*WHAT NEEDS TO BE DONE:*
Throughout the records below, find each line holding "chandelier" and copy it.

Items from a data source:
---+---
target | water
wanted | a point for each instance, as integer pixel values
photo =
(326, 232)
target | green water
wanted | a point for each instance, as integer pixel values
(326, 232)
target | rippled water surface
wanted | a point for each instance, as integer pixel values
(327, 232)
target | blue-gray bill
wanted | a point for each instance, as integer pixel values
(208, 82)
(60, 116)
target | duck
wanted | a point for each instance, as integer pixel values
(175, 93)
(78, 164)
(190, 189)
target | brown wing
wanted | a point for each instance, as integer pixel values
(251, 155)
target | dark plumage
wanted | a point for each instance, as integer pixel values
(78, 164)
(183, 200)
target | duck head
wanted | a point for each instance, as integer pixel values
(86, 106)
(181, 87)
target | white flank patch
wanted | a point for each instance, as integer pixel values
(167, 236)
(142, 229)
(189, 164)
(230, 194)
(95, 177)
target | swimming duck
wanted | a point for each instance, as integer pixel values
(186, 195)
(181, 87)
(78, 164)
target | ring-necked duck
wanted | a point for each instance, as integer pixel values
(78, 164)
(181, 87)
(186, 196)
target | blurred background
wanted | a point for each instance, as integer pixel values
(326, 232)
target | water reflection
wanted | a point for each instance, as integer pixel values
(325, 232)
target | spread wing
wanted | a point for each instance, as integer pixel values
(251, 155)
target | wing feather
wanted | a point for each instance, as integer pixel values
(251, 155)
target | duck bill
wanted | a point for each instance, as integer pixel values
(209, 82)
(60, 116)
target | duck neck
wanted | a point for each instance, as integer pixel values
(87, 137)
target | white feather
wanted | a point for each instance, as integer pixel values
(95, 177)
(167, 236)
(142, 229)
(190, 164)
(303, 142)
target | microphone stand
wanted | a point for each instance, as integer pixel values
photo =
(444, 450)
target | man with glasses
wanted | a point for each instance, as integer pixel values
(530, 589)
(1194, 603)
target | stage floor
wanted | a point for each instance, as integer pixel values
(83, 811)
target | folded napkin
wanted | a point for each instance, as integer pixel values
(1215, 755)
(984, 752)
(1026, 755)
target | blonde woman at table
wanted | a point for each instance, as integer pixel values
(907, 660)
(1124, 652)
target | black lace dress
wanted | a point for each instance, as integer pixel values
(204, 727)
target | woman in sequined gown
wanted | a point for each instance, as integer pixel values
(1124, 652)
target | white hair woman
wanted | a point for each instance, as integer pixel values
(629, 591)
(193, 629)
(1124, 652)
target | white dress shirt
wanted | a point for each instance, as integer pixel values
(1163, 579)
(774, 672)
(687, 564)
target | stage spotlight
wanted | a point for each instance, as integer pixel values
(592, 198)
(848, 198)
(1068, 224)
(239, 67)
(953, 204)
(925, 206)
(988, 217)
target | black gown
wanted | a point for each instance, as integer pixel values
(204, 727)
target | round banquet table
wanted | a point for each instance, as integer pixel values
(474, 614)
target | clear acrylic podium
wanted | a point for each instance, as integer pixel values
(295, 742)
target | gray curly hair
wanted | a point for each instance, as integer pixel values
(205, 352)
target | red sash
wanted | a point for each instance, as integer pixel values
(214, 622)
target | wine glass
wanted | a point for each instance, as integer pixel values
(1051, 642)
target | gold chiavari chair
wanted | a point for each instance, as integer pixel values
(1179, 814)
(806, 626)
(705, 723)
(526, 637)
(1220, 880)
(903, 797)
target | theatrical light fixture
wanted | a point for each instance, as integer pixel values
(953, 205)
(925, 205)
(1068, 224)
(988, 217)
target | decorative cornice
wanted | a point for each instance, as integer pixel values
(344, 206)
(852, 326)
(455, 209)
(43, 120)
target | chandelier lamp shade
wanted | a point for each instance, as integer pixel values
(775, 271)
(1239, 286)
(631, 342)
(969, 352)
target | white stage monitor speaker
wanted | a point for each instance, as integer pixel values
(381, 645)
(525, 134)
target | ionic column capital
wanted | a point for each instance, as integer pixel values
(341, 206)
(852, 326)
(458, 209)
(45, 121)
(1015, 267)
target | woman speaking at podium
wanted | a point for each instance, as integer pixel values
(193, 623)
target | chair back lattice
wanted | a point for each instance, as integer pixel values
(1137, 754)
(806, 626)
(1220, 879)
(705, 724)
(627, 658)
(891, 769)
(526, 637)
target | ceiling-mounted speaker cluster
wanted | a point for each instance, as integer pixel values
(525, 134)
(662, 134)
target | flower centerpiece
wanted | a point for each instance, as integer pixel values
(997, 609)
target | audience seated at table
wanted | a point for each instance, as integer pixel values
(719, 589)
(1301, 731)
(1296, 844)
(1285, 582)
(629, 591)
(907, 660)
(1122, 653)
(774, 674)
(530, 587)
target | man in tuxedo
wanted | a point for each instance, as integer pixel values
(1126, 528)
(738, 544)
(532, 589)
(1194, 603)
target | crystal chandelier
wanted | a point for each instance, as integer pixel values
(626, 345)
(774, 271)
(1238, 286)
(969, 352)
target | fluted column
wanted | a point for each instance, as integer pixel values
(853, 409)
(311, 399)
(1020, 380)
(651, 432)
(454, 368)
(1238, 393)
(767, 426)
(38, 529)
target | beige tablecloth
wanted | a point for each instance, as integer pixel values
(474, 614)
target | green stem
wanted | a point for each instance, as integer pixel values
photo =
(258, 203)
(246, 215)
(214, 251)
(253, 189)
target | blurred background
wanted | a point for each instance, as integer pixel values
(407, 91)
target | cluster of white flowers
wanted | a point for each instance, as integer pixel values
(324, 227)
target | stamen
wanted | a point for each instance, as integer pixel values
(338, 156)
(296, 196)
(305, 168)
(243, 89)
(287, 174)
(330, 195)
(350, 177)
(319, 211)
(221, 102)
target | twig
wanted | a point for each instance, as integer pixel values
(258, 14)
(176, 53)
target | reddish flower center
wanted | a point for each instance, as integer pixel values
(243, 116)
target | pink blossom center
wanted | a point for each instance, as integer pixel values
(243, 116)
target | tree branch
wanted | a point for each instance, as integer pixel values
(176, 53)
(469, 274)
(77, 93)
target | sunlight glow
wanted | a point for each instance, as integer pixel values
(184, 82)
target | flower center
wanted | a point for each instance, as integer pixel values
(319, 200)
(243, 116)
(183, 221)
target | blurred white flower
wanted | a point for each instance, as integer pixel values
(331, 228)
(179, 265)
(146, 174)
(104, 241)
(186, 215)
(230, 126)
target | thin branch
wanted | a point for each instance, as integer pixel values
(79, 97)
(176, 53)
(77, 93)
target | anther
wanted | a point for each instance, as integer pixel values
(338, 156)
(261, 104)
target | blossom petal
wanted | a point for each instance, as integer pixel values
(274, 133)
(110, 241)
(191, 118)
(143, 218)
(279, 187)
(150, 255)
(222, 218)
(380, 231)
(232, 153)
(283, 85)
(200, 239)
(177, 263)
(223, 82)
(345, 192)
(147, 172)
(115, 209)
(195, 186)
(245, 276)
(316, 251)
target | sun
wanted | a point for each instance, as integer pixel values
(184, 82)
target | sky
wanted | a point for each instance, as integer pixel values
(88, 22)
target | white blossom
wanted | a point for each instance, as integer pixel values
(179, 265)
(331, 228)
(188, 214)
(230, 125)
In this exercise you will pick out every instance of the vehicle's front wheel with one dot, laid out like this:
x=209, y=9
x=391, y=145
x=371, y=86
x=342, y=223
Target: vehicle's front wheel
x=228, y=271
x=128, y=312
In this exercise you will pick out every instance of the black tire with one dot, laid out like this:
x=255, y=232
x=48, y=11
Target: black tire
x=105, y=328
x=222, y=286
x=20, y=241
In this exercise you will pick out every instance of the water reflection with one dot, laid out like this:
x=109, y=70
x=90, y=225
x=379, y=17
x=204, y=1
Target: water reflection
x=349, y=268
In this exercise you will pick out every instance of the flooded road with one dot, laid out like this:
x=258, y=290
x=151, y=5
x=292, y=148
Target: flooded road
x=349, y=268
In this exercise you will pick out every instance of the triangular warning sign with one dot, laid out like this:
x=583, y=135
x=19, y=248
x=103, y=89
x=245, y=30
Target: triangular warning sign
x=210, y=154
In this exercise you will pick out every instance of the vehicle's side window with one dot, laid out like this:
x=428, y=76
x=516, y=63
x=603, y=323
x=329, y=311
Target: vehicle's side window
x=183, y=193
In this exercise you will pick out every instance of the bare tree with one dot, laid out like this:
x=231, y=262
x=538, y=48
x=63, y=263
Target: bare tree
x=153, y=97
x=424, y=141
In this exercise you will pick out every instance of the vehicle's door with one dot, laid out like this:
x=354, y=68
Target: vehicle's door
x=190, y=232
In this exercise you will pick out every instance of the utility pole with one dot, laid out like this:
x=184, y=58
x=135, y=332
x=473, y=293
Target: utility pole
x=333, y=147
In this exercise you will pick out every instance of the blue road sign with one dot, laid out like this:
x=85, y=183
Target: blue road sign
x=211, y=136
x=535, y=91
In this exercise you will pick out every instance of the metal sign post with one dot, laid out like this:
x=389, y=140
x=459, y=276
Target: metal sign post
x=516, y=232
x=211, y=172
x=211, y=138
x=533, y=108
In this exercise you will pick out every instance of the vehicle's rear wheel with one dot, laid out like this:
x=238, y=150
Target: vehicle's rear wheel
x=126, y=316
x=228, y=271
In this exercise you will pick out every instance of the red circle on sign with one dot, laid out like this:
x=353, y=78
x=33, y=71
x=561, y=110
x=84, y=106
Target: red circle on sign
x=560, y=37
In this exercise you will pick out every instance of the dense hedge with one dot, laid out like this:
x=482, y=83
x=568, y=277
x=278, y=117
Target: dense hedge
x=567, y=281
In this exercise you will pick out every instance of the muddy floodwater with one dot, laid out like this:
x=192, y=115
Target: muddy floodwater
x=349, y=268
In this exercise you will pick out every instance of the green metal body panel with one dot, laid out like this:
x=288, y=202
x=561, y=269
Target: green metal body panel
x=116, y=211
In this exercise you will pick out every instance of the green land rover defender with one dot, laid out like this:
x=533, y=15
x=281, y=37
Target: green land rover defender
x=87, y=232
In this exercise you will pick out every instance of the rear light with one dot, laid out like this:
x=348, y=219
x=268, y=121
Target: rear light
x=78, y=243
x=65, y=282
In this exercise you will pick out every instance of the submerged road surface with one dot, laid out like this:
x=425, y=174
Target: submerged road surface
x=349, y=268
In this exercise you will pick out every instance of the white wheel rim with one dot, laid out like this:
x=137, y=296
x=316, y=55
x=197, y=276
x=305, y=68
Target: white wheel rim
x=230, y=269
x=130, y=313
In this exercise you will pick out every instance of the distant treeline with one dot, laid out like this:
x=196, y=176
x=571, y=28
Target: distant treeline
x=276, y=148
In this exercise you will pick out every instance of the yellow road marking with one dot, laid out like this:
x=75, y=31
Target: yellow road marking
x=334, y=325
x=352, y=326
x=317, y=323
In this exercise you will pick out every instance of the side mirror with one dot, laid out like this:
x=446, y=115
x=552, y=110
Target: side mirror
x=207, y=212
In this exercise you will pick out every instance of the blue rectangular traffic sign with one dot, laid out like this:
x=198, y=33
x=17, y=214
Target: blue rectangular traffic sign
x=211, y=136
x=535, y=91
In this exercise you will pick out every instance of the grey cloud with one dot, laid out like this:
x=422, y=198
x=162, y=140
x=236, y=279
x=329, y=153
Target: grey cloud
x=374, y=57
---+---
*EXERCISE RESPONSE:*
target | chandelier lamp shade
target | crystal chandelier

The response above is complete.